:: RECORDS FOR THIS EXERCISE ::

--- begin ---

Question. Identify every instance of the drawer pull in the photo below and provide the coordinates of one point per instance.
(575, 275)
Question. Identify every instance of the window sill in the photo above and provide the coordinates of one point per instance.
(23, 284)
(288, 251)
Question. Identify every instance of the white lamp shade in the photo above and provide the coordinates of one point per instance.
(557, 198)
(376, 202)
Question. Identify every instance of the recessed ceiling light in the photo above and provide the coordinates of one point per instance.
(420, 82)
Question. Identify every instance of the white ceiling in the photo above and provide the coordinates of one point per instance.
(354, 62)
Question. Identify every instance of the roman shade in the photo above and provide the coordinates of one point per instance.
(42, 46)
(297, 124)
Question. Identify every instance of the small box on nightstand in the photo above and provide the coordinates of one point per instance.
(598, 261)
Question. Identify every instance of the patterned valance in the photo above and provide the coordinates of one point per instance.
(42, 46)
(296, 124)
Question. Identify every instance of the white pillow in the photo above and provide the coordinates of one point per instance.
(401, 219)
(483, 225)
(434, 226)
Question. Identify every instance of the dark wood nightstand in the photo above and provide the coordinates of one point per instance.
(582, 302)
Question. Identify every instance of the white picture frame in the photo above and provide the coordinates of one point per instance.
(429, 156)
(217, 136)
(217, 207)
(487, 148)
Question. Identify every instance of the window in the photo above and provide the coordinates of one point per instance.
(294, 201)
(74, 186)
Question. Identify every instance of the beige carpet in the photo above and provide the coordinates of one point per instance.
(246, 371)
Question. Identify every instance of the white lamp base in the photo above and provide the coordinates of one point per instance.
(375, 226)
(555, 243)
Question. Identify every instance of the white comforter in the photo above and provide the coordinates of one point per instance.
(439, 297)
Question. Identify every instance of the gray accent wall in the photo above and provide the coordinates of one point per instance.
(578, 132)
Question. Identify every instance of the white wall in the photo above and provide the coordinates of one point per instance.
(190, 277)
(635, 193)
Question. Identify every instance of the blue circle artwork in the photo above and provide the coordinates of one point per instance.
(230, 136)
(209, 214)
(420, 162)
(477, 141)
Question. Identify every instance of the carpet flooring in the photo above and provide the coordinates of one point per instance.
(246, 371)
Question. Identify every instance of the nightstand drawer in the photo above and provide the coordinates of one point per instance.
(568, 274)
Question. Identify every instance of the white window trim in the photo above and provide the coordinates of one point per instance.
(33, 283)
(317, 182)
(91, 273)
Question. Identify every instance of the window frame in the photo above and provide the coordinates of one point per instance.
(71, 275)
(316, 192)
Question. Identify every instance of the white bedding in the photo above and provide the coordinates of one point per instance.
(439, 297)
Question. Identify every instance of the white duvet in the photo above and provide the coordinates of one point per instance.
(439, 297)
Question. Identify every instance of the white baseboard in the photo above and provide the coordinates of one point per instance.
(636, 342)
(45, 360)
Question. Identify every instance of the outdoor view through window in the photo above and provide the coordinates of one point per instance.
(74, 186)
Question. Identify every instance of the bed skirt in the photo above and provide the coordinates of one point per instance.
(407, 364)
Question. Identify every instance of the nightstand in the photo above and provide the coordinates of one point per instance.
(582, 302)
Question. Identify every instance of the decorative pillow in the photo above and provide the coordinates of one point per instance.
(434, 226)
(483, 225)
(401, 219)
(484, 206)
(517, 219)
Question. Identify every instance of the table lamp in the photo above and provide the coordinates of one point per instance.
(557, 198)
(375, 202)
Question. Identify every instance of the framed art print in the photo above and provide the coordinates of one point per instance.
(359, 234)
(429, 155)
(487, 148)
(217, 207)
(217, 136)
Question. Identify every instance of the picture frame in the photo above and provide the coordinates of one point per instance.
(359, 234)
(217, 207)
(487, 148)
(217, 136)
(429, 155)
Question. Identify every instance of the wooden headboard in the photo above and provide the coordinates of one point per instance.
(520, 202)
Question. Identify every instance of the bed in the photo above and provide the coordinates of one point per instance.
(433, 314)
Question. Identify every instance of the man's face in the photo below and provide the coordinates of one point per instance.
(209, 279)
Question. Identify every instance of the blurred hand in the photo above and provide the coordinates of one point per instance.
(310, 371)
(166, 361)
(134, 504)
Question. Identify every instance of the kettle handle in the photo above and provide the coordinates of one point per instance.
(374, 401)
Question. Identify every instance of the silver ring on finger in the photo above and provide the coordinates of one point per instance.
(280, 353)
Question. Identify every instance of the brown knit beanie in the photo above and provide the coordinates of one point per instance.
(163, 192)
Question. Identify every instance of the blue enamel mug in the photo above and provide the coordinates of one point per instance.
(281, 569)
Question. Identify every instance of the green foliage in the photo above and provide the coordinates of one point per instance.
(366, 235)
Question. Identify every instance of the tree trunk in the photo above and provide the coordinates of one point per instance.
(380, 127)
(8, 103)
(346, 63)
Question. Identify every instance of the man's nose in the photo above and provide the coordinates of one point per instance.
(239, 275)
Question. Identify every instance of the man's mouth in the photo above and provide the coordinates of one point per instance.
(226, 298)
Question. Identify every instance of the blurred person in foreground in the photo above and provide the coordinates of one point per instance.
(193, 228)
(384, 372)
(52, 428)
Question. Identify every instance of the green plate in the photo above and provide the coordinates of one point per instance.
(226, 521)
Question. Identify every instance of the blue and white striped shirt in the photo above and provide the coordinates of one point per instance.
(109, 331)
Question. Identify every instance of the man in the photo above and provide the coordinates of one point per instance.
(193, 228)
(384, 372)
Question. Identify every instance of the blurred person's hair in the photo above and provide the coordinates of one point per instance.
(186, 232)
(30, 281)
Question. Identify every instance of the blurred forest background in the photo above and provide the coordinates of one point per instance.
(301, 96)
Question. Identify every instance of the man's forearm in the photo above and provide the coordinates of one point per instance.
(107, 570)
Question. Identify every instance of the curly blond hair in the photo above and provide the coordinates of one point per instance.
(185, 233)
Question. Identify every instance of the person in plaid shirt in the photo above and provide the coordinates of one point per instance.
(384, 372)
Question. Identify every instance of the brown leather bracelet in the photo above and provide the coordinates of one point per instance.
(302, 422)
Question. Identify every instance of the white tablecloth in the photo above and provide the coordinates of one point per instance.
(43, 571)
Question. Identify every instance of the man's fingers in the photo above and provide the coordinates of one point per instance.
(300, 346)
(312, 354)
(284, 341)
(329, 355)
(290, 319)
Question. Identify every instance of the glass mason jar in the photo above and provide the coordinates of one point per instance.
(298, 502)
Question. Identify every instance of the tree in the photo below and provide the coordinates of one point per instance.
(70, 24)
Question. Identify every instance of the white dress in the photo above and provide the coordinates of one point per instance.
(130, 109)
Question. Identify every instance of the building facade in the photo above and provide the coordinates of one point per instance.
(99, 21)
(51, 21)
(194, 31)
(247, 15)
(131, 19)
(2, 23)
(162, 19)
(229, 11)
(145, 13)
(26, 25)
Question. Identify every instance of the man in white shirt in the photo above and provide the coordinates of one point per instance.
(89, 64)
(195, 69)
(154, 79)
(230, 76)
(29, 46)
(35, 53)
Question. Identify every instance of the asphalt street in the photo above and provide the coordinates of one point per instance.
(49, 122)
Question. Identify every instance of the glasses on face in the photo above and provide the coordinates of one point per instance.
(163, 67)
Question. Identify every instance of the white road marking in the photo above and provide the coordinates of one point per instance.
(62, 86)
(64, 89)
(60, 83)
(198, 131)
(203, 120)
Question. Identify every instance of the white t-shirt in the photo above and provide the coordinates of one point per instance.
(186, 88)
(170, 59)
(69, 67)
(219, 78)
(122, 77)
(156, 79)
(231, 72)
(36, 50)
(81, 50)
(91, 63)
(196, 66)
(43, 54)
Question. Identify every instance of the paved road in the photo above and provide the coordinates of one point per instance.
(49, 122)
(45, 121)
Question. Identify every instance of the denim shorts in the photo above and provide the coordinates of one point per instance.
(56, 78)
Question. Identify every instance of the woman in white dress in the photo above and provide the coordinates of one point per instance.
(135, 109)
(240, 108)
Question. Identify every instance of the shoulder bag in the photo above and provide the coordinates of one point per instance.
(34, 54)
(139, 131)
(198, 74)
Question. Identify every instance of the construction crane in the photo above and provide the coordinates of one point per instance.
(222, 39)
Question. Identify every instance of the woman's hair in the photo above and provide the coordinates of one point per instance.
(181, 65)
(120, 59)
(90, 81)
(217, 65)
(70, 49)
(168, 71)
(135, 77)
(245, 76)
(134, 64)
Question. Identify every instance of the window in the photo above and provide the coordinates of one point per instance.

--- end ---

:: WHAT THE TASK ASKS ::
Extract, unchanged, the closing run of lines that opens with the line containing "Question. Identify every instance of the woman in" and ends with the last line.

:: RESPONSE ::
Question. Identify every instance of the woman in white dress in the photo above and provide the coordinates of one point per instance.
(135, 109)
(240, 108)
Question. Identify every instance of the shoulder bag in the photo above and provide the coordinates of one point per instance.
(34, 54)
(139, 131)
(198, 74)
Question. Identify every instance of the construction crane in the photo above and provide the coordinates of one point per instance.
(222, 39)
Question. Identify every instance of the woman's hair in the photo above and provide the coordinates of one point per instance.
(181, 65)
(120, 59)
(90, 81)
(217, 65)
(70, 49)
(168, 71)
(135, 77)
(245, 76)
(134, 64)
Question. Identify every instance of the window in the photo above and provide the coordinates of one point per instance.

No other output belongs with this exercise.